Text excerpt –
Music

A Q&A With Amanda Palmer

“Amanda F**kin’ Palmer.”  So true.  There’s so much to admire about the woman and the way she’s conducted her indie career.

Palmer is one of the must-see presenters at TED2013, which is coming up in Long Beach, California, late next month.  Ahead of that, though, she has this Q&A in Billboard.

Have your thoughts on the value of music changed since your Kickstarter campaign?

Actually, in some ways, no, fundamentally. In some way my fundamental feeling about music is that it’s impossible to put a price tag on it. Human beings made music before they made a lot of other things, including tools. When you think about that and you think that music’s fundamental purpose is for human beings to share an experience with another human being, it gets really sticky to talk about the changing value of music because it’s so subjective and it’s so messy.

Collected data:
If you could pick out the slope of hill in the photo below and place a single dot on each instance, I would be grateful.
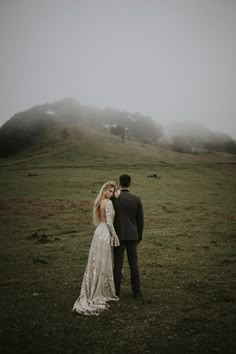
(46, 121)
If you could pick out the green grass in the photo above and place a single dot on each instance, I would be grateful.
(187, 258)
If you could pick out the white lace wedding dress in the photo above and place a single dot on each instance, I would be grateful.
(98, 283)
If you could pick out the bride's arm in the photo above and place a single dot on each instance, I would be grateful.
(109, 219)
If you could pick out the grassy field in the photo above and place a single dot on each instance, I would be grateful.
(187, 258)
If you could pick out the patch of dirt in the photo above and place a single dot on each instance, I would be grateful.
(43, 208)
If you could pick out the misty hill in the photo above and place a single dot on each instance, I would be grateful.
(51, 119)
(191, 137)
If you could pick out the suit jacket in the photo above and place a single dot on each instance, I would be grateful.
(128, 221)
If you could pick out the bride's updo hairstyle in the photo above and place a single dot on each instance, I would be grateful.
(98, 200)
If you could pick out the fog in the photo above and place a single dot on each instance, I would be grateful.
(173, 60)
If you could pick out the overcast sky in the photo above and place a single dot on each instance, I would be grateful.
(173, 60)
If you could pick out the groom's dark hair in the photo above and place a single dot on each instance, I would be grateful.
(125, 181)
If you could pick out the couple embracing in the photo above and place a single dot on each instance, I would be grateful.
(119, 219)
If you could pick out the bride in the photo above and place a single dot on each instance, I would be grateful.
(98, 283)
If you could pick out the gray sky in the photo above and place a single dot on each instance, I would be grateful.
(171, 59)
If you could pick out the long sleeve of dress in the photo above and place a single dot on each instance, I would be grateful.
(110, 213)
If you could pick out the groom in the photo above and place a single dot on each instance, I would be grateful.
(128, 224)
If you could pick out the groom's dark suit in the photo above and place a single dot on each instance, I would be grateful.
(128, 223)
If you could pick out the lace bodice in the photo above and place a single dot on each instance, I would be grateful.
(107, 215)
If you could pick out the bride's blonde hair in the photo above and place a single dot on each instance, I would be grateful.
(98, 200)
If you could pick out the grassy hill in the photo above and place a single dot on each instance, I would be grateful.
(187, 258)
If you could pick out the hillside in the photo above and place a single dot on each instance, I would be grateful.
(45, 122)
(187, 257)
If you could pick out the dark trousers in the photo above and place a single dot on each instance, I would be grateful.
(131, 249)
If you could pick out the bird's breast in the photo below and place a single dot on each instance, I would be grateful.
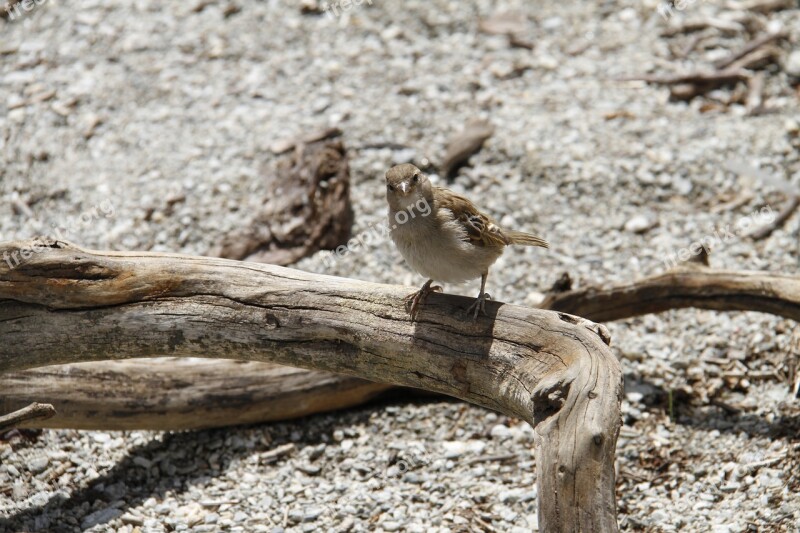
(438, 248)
---
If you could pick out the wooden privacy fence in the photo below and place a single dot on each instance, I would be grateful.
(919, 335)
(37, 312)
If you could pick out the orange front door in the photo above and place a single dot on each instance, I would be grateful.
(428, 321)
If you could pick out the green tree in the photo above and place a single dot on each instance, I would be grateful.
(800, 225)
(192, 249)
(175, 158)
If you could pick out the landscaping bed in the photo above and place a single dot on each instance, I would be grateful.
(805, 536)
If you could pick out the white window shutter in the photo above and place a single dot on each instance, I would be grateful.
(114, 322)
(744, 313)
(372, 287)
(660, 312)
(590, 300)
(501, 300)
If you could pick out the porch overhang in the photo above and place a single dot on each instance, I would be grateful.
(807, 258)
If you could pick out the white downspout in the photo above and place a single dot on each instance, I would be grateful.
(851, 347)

Description of the task –
In the text about Amanda Palmer, where is TED2013 being held?

Result –
Long Beach, California.